== LE TEXTE ==
◇ ◇ ◇ ◇

Teatro Rossini, 20 août
Unique production scénique de l’année Covid, La cambiale di matrimonio avait été vue par un public très restreint et méritait à coup sûr d’être reprise. La mise en scène de Laurence Dale, classique mais pleine de fantaisie, installe l’action dans une Angleterre contemporaine de l’œuvre, dans un décor au style et aux couleurs plus « british » que nature où les personnages sont croqués de façon savoureuse, offrant un bon rythme théâtral à la première « farsa » d’un Rossini de 18 ans. Elle est bien servie par une excellente distribution entièrement renouvelée que domine le Tobia Mill de Pietro Spagnoli, dont la faconde et la rondeur bonhomme conviennent idéalement au personnage. Le Slook superbement timbré de Mattia Olivieri lui offre un pendant remarquablement réussi, très convaincant dans son rôle d’homme des bois sans façons mais plein de délicatesse, auquel il prête une silhouette juvénile, à rebours du personnage. Paola Leoci offre à Fannì son soprano léger au timbre plein et à la technique d’une grande sûreté qui se déploie avec bonheur dans les vocalises de son grand air d’exultation et où se reconnaît l’école que lui a transmise sa professeure, Mariella Devia. Citons encore la délicate Clarine d’Inés Lorans, charmante dans son petit air de sorbet, et le Norton efficace de Ramiro Maturana.
Il n’est pas sûr qu’il était besoin de déplacer Jack Swanson spécialement pour Milfort, un rôle plutôt épisodique qu’aurait aussi bien pu assurer le ténor de la première partie. En effet, remplaçant en lever de rideau la cantate Giovanna d’Arco de 2020, c’est une version des Soirées musicales orchestrée avec un sens très piquant du coloris par Fabio Maestri qui ouvre la représentation. Le jeune ténor Paolo Nevi, déjà remarqué dans Zelmira, y captive par cette belle voix centrale, un sens de l’ornement très raffiné et une caractérisation très subtile de chacune de ses mélodies. Sa partenaire Vittoriana De Amicis ne démérite pas, mais avec un timbre assez ordinaire et des aigus métalliques, elle n’apporte pas la même séduction à sa partie. Ils sont rejoints pour les duos par le baryton Gurgen Baveyan et la mezzo Andrea Niño.
Christopher Franklin dirige avec toute la vivacité voulue la Filarmonica Gioachino Rossini dans l’opéra comme dans les mélodies. Malgré le beau succès de cette double affiche, alors que la banderole qui accueillait le Canadien Slook à son arrivée d’un « Benvenuti ai stranieri » (bienvenue aux étrangers !), une allusion bien trouvée à une certaine actualité européenne qui ne manquait pas de faire sourire, le drapeau palestinien qui descend des cintres au finale est loin de faire l’unanimité et provoque quelques huées au milieu des applaudissements chaleureux.

◇ ◇ ◇ ◇

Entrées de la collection
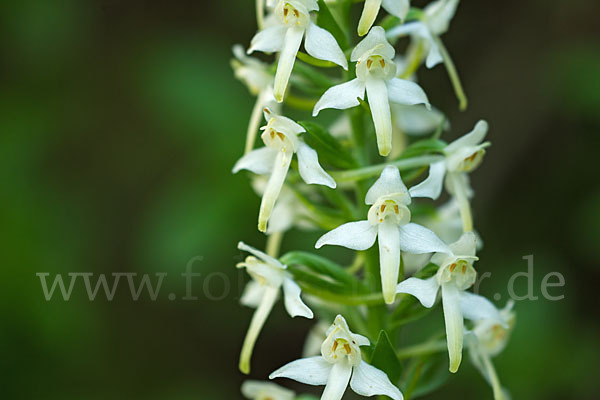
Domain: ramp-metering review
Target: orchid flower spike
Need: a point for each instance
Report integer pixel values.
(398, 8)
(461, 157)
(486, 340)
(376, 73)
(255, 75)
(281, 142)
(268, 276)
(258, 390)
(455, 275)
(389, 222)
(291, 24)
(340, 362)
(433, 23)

◇ ◇ ◇ ◇

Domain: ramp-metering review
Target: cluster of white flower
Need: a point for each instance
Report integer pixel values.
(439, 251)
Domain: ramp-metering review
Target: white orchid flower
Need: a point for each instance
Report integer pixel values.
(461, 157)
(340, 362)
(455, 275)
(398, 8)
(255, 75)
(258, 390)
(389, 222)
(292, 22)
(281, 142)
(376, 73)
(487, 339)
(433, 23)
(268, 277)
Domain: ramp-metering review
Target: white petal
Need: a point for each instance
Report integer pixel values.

◇ ◇ ◇ ◇

== À FAIRE ==
Recopiez le texte depuis « Christopher Franklin dirige » jusqu'à « des applaudissements chaleureux. », en remplaçant « huées » par « sifflets ». Ces données n'ont aucun lien avec le texte.

== VOTRE RÉPONSE ==
Christopher Franklin dirige avec toute la vivacité voulue la Filarmonica Gioachino Rossini dans l’opéra comme dans les mélodies. Malgré le beau succès de cette double affiche, alors que la banderole qui accueillait le Canadien Slook à son arrivée d’un « Benvenuti ai stranieri » (bienvenue aux étrangers !), une allusion bien trouvée à une certaine actualité européenne qui ne manquait pas de faire sourire, le drapeau palestinien qui descend des cintres au finale est loin de faire l’unanimité et provoque quelques sifflets au milieu des applaudissements chaleureux.